◆ Text:
The Ministry of Railways on Thursday informed the Bombay High Court that it would not be feasible to convert railway coaches into intensive care units for COVID-19 patients, as the same would require extensive structural changes.
The Railways filed an affidavit in response to a petition by social activist Naresh Kapoor seeking the court's direction to convert unused train coaches into quarantine facilities or ICUs considering the rise in COVID-19 cases.
"The conversion of train coaches to ICUs is not possible without extensive structural modifications and major changes. These changes would need detailed design and can be done only in units with elaborate manufacturing facilities," the affidavit stated.
Moreover, isolation or quarantine facilities in coaches are temporary arrangements till the Railways begin regular operations and the modifications made were reversible, it added.
As per the affidavit, train coaches cannot be reused for regular passenger services if major structural changes were carried out.
A division bench of Chief Justice Dipankar Datta and Justice M S Karnik noted that presently, the situation is not such that conversion of coaches into ICUs is warranted.
The court in its order also expressed its satisfaction with the changes made by the Railways in coaches used as quarantine or isolation facilities.
The Railways in its affidavit further stated that the Central Railway had converted 482 non-air-conditioned coaches on 24 rakes into makeshift isolation centres in Maharashtra.
The middle seat in a regular non-AC coach has been removed and a toilet at the end of a coach has been turned into a bathroom.
Similarly, the Western Railway has converted 410 non-AC coaches on 18 rakes into quarantine facilities.
These rakes were stationed at key junctions between Mumbai and Bhavnagar in Gujarat, it was stated.

◆ Given information:
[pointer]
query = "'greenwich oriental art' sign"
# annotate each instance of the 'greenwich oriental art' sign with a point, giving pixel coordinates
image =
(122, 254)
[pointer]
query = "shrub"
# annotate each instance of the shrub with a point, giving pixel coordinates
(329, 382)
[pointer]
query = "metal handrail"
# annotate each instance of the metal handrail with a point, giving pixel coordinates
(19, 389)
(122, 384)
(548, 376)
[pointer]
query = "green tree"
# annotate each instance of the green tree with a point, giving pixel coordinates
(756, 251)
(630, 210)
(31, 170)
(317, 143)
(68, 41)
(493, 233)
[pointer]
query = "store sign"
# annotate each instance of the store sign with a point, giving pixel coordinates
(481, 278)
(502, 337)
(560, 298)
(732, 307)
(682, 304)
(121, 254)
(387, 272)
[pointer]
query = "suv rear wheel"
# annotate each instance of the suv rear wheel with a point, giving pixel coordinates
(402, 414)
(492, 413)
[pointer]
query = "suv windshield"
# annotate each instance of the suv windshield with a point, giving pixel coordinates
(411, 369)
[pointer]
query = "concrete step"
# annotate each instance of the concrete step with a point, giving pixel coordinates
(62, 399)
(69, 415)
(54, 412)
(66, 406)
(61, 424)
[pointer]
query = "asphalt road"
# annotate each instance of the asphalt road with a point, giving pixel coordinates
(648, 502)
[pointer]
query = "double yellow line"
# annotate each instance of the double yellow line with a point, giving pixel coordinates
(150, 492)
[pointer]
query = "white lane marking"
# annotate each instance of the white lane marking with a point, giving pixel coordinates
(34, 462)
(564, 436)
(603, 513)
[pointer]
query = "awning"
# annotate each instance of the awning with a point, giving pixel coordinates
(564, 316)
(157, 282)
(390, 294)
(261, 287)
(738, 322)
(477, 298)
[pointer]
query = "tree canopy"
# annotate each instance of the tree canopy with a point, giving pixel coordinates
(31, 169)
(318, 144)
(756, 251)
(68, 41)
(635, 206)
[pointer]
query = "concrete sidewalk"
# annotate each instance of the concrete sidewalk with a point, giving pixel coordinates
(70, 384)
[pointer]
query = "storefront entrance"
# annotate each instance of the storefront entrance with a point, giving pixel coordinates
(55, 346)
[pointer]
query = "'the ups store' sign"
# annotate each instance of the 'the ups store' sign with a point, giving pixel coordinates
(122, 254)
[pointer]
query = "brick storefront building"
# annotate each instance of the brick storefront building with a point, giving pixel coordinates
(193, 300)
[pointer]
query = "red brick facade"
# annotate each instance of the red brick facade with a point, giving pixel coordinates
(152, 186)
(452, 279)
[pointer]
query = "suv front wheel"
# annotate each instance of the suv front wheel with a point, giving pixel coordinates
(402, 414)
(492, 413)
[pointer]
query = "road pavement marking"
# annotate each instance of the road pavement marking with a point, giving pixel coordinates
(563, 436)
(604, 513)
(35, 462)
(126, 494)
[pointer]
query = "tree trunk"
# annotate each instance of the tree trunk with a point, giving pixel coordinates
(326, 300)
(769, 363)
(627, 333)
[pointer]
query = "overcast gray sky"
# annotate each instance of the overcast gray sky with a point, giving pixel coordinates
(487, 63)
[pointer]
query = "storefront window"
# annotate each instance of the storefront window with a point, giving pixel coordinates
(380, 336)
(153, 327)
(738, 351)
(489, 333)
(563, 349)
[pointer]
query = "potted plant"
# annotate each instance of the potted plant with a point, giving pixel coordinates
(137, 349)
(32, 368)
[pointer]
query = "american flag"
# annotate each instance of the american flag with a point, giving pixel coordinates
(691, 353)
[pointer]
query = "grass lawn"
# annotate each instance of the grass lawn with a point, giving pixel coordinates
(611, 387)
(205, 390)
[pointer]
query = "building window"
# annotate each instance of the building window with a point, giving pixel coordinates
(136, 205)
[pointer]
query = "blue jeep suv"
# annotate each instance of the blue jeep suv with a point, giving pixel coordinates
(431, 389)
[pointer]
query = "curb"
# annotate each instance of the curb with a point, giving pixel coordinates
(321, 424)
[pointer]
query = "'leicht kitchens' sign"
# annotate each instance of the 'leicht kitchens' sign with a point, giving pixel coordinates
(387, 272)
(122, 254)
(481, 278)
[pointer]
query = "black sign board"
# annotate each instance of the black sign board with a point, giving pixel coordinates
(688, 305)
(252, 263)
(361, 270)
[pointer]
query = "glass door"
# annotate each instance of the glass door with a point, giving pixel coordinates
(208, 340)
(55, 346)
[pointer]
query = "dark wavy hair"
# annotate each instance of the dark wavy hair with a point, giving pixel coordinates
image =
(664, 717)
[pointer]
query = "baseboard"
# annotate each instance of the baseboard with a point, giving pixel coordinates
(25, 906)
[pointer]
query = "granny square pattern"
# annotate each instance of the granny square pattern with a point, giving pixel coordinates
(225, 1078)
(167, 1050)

◆ Task statement:
Can you output, word for word, the stretch of the railway coach article above from "Similarly, the Western" through "it was stated."?

◆ Task answer:
Similarly, the Western Railway has converted 410 non-AC coaches on 18 rakes into quarantine facilities.
These rakes were stationed at key junctions between Mumbai and Bhavnagar in Gujarat, it was stated.